(Data listing)
━━━━━━━━━━━━━━━━
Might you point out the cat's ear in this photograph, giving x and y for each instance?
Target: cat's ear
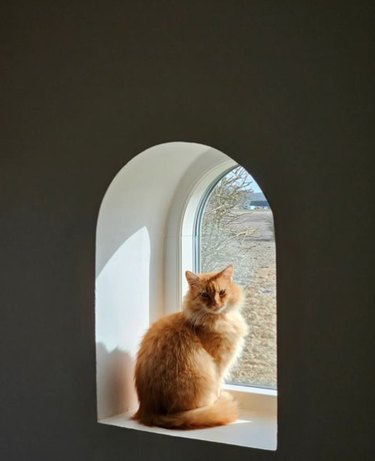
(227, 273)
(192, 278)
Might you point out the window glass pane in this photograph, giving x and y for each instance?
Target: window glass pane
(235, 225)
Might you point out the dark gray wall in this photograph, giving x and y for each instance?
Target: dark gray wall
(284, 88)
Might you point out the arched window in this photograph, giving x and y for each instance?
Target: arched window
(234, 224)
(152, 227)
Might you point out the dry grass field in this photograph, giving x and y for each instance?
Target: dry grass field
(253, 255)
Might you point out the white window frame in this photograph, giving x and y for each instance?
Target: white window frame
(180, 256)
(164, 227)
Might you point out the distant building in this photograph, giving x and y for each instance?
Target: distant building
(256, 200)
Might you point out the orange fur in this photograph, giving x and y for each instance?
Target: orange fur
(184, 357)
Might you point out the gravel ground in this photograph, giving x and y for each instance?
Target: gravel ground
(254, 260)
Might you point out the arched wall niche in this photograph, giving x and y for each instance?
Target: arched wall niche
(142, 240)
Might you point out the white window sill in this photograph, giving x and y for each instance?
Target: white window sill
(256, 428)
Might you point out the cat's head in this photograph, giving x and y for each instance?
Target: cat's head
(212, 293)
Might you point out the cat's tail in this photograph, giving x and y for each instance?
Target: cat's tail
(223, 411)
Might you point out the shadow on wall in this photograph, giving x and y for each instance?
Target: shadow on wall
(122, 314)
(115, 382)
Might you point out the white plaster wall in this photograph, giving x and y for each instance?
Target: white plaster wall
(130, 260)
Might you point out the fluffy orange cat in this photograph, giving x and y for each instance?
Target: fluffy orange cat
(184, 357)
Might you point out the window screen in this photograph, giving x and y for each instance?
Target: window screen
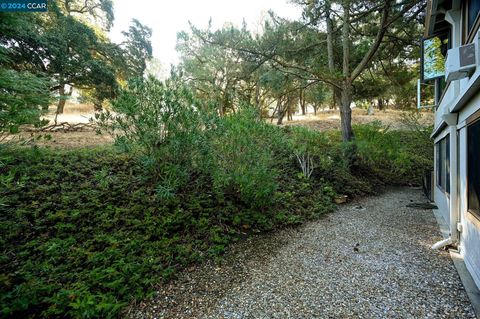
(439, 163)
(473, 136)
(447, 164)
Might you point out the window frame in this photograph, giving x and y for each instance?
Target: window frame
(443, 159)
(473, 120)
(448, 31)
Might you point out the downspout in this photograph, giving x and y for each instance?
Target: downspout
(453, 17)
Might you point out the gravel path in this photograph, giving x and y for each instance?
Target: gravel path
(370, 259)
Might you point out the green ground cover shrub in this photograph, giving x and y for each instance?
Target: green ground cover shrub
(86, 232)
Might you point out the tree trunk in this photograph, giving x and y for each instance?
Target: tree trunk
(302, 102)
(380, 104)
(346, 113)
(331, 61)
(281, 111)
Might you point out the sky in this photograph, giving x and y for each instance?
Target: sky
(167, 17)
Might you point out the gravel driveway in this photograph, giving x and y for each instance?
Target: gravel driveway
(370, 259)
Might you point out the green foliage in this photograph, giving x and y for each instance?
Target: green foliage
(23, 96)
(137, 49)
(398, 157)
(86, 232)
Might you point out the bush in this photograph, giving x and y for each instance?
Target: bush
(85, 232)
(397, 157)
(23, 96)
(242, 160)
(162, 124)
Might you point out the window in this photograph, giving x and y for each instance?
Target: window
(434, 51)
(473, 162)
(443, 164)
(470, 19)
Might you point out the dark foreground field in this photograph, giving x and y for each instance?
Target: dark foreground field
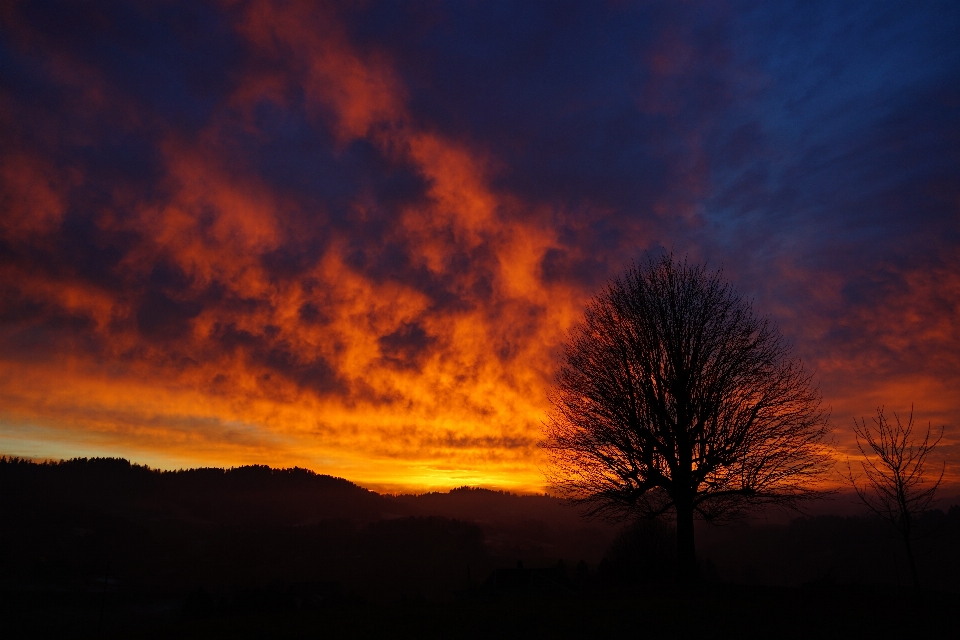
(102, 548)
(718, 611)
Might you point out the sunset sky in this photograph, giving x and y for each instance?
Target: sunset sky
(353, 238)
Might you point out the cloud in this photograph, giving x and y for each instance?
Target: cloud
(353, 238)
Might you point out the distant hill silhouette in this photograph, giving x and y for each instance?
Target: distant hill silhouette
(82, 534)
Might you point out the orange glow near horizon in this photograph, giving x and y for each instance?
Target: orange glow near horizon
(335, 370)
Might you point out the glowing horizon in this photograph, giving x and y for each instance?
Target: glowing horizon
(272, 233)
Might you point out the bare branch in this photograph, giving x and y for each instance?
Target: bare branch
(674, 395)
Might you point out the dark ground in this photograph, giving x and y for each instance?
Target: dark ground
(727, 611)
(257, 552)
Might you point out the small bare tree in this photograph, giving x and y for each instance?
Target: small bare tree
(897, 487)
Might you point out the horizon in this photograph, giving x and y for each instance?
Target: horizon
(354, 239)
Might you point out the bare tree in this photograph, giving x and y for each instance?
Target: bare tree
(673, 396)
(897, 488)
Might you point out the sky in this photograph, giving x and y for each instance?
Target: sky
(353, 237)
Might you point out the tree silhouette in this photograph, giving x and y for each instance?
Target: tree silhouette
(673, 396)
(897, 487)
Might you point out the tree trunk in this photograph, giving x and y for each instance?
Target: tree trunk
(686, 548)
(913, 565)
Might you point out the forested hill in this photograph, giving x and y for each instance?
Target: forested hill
━━━━━━━━━━━━━━━━
Restate each of the entries above word for word and skip every image.

Might you point out the cat's ear in this photograph, giving x and y for each instance?
Target: cat's ear
(227, 273)
(192, 278)
Might you point out the window glass pane in this photograph, giving x and y for each instance?
Target: window glass pane
(235, 225)
Might you point out the dark gray wall in this photograph, giving x and y for each instance?
Target: dark gray wall
(284, 88)
Might you point out the arched window in this photograph, giving x and y for each instance?
Target: arched window
(234, 224)
(152, 227)
Might you point out the dry grass field in this photograph, giving x and y for each instance?
Target: dry grass field
(253, 255)
Might you point out the white window frame in this photograph, giving x and y for each instance?
Target: white window frame
(180, 256)
(164, 227)
Might you point out the distant building in this photograph, giving x and y for each instance?
Target: distant building
(256, 200)
Might you point out the orange fur in this photograph, giving x and y for each instance?
Target: orange fur
(184, 357)
Might you point out the gravel ground in this photograph, giving x and y for each instance?
Target: gravel ground
(254, 260)
Might you point out the arched wall niche in this photograph, giving x and y for each instance?
Target: arched wall niche
(142, 240)
Might you point out the white window sill in this photograph, giving x and y for each instance?
Target: white window sill
(256, 428)
Might you point out the cat's head in this photograph, giving x and y for each instance?
Target: cat's head
(212, 293)
Might you point out the cat's tail in this photograph, giving x and y for each instance?
Target: cat's tail
(223, 411)
Might you point out the shadow on wall in this photograph, giving x and y for each instance?
Target: shadow on wall
(122, 314)
(115, 382)
Might you point out the white plaster wall in this photograph, giving x and y for each instance?
Target: white plaster wall
(130, 260)
Might you point out the fluffy orange cat in this photograph, giving x and y for each instance?
Target: fluffy orange cat
(184, 357)
Might you point out the window screen in this photograph, giving x and y for each instance?
Target: window screen
(439, 163)
(473, 136)
(447, 164)
Might you point out the window frame in this photograph, giving x and y for each instance?
Target: window frame
(443, 159)
(473, 120)
(448, 31)
Might you point out the downspout in this photograph, giving x and y for each instance?
Target: downspout
(453, 17)
Might you point out the gravel path in this photograph, giving x and y for each instance?
Target: gravel path
(370, 259)
Might you point out the green ground cover shrub in this photograph, giving x and y for each instance?
Target: green ground cover shrub
(86, 232)
Might you point out the tree trunk in this photograph, giving x and y for each instance?
Target: tree trunk
(302, 102)
(380, 104)
(346, 113)
(331, 61)
(281, 111)
Might you point out the sky in this photograph, giving x and y for each instance?
Target: sky
(167, 17)
Might you point out the gravel driveway in this photograph, giving x and y for each instance?
Target: gravel driveway
(370, 259)
Might you point out the green foliage in this photograph, giving x and y for each instance?
Target: green foliage
(23, 96)
(137, 49)
(398, 157)
(86, 232)
Might you point out the bush in this photograph, giving x and y for each instance?
Target: bush
(85, 232)
(397, 157)
(23, 96)
(242, 160)
(162, 124)
Might you point out the window in this photograph, giving x and y for each instance?
Target: window
(434, 51)
(473, 162)
(443, 164)
(470, 19)
Might you point out the dark foreground field in this photograph, giving x and y for each instance?
Target: dark foreground field
(102, 548)
(718, 611)
Might you point out the sunset sky in this photograph, giving x and y for each instance?
Target: sunset sky
(353, 238)
Might you point out the cloud in this photograph, giving x and y for each instance?
Target: cloud
(353, 238)
Might you point out the distant hill silhouette in this photograph, giving x and y for each instance?
Target: distant hill silhouette
(82, 534)
Might you point out the orange glow near horizon in this photograph, giving x and y for each instance?
Target: orange glow near horizon
(335, 370)
Might you point out the glowing horizon in this photograph, giving x and y for each instance?
Target: glowing horizon
(272, 233)
Might you point out the bare branch in this photograph, giving x and y for each instance?
Target: bare branch
(674, 395)
Might you point out the dark ground in this photograph, giving x and y for each instance?
Target: dark ground
(727, 611)
(257, 552)
Might you point out the small bare tree in this photograph, giving x and y for each instance?
Target: small bare tree
(897, 487)
Might you point out the horizon in this photograph, giving x and y for each instance?
Target: horizon
(354, 239)
Might you point out the bare tree in this photograph, giving x and y for each instance?
Target: bare tree
(673, 396)
(897, 488)
Might you point out the sky in this photograph, giving x and y for each instance?
Target: sky
(353, 237)
Might you point out the tree silhouette in this photograph, giving x and y for each instance?
Target: tree silhouette
(673, 396)
(897, 487)
Might you point out the tree trunk in this photograph, giving x and y for each instance?
Target: tree trunk
(686, 548)
(913, 565)
Might you point out the forested hill in this photograph, giving x and y for each instance?
Target: forested hill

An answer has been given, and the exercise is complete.